(Collected data)

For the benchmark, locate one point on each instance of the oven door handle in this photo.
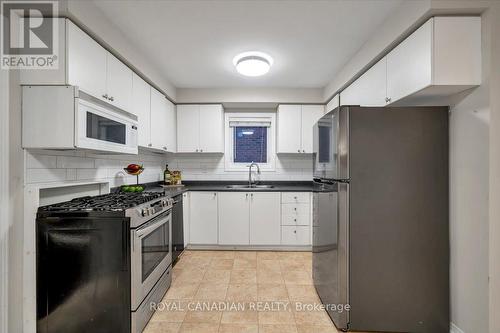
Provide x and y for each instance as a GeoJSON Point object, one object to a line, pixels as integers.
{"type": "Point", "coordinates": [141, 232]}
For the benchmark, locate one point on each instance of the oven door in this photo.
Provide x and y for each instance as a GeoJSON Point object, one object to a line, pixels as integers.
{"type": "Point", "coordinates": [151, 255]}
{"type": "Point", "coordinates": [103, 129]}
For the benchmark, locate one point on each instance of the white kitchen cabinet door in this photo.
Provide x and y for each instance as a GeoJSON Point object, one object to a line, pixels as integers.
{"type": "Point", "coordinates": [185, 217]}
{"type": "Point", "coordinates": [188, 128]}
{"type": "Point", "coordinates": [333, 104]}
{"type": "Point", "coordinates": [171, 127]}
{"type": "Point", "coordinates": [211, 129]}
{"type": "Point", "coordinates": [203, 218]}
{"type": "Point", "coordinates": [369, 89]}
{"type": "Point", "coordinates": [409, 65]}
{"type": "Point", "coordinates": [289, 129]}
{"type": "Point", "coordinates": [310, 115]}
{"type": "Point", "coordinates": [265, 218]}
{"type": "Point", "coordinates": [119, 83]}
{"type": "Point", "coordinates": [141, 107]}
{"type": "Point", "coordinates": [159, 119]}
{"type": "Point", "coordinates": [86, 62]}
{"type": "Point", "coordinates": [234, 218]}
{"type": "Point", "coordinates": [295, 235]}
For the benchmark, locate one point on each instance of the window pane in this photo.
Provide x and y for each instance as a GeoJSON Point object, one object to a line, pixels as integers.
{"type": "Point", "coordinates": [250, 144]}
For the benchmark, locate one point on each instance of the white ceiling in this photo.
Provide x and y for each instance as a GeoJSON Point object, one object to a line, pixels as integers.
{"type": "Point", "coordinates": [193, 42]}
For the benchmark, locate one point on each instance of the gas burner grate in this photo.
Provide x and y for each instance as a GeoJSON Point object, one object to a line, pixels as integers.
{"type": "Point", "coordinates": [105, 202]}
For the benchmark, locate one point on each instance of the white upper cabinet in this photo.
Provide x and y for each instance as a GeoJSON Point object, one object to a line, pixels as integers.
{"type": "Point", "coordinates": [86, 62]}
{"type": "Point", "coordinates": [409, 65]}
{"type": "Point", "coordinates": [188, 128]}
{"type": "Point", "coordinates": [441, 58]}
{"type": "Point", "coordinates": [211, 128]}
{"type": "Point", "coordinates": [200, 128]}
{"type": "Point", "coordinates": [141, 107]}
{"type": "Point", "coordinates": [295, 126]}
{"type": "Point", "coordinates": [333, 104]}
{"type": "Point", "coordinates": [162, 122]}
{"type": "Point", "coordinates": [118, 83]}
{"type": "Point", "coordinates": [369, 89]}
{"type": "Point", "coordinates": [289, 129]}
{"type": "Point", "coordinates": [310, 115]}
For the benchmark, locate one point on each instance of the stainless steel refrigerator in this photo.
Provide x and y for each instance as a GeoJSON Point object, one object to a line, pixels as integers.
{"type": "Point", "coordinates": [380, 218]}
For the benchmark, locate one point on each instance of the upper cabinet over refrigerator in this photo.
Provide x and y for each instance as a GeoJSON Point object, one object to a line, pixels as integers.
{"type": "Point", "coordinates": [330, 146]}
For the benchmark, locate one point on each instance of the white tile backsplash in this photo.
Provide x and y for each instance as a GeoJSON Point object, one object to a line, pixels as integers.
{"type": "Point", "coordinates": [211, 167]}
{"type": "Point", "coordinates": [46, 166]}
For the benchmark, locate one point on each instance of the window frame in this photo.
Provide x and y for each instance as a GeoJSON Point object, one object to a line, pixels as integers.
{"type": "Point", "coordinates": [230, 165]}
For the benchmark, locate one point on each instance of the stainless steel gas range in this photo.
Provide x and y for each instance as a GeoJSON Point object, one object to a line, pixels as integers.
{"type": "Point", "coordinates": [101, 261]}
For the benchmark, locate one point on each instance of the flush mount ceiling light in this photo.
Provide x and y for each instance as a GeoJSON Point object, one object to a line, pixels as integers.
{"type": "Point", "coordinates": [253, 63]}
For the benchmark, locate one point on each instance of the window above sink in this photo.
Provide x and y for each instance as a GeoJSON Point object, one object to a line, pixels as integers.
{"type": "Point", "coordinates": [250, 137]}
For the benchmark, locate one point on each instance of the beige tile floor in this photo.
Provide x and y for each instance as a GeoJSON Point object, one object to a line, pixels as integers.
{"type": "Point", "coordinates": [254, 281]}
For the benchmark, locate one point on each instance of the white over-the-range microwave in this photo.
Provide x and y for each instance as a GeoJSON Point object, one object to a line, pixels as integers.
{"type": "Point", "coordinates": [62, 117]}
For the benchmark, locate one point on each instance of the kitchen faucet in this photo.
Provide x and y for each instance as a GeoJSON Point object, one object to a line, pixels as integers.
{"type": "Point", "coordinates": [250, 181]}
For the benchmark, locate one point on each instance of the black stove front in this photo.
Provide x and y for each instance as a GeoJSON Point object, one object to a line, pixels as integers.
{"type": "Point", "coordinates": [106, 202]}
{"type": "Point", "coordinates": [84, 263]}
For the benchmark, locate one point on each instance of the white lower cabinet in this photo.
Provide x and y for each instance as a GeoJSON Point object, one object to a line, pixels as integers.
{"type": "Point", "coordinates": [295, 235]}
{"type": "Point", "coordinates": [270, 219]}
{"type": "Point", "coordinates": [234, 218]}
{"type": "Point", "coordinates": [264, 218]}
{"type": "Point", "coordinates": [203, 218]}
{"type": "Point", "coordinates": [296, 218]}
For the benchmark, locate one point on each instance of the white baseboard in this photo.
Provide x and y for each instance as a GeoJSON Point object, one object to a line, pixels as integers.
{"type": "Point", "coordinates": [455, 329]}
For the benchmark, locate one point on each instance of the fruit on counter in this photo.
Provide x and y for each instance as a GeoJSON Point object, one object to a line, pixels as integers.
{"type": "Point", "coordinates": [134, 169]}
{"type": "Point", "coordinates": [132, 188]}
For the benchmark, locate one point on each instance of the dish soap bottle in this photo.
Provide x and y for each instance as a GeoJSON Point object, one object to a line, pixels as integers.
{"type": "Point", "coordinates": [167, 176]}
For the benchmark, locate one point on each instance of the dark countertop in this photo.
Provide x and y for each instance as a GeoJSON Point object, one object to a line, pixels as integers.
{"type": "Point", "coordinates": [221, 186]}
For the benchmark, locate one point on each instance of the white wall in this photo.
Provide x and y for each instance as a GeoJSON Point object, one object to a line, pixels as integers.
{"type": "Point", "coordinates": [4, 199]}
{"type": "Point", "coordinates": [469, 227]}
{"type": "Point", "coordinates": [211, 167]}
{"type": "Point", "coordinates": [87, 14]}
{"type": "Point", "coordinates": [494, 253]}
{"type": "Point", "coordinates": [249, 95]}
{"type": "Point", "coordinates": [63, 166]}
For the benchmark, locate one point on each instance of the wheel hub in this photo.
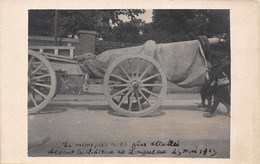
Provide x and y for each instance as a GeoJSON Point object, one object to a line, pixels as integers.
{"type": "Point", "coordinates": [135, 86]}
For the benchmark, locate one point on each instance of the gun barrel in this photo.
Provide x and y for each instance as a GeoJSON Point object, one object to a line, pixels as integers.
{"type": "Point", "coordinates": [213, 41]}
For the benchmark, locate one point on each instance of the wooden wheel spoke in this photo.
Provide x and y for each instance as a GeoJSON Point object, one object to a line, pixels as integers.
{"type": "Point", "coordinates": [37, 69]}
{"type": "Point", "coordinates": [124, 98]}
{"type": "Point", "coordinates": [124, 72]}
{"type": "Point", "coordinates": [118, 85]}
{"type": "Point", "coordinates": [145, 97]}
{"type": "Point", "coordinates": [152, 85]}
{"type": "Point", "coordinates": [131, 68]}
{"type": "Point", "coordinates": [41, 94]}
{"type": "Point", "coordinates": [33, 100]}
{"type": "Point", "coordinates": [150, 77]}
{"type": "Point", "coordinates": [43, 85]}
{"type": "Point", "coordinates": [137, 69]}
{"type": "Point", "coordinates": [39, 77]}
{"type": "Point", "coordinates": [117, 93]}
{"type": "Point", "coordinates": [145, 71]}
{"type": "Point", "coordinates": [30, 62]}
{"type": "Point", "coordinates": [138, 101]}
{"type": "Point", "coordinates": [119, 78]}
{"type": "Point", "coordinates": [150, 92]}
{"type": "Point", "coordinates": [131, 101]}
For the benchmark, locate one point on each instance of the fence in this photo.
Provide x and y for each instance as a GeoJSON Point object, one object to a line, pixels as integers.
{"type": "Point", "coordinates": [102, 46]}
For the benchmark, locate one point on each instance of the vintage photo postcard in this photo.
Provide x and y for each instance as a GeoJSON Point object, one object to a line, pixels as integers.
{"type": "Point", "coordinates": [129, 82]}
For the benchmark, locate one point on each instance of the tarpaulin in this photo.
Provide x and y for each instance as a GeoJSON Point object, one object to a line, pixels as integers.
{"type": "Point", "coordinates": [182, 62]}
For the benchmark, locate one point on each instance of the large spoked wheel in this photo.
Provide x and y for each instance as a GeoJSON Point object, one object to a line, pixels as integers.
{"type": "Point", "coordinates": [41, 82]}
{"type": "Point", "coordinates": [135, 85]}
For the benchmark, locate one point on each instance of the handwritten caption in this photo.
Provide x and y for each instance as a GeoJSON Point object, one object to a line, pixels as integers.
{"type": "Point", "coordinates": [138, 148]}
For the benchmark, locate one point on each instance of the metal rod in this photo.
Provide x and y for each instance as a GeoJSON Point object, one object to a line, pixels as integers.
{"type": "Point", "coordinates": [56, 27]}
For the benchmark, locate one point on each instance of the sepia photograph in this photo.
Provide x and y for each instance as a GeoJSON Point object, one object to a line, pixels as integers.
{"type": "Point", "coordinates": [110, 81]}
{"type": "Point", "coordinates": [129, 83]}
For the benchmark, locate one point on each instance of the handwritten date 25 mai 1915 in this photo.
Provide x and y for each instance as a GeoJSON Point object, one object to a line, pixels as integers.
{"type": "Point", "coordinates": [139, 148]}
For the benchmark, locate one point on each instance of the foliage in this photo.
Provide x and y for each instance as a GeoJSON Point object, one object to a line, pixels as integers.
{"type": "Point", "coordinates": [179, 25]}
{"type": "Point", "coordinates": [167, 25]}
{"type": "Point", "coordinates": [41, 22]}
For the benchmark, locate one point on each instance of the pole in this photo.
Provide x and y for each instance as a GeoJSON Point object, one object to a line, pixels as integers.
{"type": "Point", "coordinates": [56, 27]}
==
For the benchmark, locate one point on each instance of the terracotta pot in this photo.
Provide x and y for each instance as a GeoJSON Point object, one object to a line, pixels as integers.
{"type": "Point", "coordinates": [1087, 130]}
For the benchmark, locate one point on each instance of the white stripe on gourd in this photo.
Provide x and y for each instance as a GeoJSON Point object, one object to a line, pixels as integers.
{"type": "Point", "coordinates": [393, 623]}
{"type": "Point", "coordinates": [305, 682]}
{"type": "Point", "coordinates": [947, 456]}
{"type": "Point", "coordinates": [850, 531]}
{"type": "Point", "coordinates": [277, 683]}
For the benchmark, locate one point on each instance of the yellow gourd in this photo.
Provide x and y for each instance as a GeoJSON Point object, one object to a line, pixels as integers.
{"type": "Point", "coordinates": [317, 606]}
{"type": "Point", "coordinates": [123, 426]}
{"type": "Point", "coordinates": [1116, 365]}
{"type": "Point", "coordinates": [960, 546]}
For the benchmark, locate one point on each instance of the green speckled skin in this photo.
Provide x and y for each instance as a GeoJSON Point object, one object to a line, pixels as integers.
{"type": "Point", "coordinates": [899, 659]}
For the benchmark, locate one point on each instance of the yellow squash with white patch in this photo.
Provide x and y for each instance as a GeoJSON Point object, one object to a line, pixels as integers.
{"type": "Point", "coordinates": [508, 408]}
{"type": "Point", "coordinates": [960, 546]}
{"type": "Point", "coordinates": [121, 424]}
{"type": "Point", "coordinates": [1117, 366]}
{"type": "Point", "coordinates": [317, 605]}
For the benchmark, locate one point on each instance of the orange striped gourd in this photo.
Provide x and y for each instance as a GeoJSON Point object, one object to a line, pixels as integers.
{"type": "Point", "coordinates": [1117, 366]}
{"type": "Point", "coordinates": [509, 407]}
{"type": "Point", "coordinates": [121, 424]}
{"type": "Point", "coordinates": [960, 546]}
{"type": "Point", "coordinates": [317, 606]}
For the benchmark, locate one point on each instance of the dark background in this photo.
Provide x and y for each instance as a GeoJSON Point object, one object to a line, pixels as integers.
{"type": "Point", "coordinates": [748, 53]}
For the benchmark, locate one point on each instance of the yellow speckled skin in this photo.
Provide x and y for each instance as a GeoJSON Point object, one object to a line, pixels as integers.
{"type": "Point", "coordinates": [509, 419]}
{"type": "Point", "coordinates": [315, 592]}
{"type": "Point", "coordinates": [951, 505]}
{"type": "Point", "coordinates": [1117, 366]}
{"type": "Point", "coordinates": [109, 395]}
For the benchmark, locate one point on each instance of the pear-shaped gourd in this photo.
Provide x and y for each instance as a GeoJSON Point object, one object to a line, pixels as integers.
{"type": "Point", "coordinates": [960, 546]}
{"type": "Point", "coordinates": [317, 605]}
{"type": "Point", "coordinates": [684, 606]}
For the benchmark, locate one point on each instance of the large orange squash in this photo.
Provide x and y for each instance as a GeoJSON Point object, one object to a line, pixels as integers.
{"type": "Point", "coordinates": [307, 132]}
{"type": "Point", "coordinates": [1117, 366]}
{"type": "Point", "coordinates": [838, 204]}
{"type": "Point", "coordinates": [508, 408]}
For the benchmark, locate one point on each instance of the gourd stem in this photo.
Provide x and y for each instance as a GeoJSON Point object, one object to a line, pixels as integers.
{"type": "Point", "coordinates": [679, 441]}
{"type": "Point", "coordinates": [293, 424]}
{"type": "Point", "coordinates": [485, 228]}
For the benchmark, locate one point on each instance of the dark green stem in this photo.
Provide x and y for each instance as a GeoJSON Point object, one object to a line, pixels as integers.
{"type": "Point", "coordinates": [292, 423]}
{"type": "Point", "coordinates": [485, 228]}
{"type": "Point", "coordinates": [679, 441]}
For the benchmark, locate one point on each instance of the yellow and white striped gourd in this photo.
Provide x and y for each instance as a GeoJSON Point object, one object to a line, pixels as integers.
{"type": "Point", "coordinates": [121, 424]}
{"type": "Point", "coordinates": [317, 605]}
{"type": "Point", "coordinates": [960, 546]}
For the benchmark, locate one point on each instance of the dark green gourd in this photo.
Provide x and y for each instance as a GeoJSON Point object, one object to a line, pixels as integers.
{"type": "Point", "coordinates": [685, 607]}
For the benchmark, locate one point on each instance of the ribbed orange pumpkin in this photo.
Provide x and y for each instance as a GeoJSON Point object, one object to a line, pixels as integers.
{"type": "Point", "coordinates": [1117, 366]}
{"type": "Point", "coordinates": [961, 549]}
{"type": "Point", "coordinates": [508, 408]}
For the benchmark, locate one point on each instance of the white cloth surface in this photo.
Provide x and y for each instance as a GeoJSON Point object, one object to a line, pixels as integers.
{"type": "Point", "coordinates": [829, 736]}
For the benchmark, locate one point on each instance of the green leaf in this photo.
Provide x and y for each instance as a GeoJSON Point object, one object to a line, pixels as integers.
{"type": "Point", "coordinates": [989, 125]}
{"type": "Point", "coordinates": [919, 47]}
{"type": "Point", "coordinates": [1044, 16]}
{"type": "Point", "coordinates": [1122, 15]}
...
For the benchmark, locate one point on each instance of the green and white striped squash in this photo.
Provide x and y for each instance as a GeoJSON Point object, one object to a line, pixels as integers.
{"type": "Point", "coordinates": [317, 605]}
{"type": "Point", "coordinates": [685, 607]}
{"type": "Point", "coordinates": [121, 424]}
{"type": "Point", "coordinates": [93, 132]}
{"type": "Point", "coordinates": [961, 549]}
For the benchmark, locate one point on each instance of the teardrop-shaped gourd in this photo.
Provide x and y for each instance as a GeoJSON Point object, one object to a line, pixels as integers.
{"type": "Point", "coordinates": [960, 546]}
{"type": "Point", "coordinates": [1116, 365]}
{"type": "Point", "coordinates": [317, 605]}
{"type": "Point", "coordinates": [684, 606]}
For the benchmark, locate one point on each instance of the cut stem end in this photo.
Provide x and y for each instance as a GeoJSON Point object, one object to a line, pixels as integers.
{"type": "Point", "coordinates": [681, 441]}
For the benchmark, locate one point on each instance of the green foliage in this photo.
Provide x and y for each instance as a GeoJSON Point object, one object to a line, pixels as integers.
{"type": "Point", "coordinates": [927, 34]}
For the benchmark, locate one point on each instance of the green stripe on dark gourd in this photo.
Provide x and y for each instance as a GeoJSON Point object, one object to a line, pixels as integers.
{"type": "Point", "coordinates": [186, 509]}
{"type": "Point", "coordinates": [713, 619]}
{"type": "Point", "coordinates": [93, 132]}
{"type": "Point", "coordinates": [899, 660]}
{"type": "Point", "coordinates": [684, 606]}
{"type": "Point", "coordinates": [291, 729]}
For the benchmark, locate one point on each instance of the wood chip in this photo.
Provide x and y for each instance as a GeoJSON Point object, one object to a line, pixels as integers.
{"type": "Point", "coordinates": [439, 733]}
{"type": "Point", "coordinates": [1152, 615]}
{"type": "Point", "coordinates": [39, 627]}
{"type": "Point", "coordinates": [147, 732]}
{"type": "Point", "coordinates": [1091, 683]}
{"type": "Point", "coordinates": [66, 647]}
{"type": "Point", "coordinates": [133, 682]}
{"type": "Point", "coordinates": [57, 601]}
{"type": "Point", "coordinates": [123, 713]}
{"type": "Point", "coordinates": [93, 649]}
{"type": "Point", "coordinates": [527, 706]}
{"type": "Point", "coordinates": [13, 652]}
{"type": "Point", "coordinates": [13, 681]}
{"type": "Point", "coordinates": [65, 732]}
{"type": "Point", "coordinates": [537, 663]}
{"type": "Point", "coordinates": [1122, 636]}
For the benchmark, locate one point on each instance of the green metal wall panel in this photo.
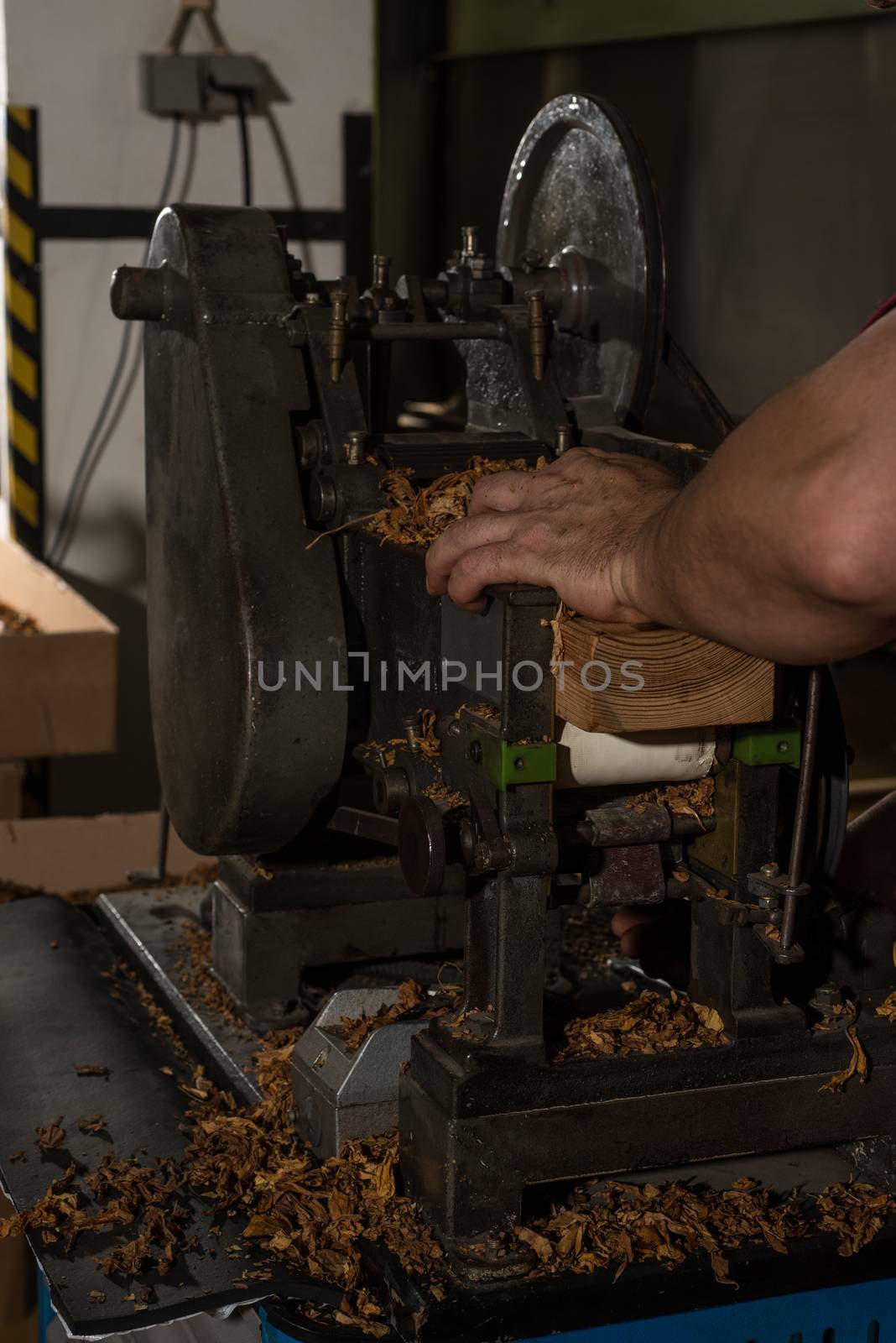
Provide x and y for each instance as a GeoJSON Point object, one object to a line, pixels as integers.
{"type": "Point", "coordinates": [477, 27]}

WHAT YOU SHOULD DO: Identify every line in the data above that contains the word "steel", and copy each one out.

THE REPLY:
For the benchmark, locate one point on each instance of the stainless steel refrigerator in this photo.
For the benchmark, locate one point on each instance of the stainless steel gas range in this photo.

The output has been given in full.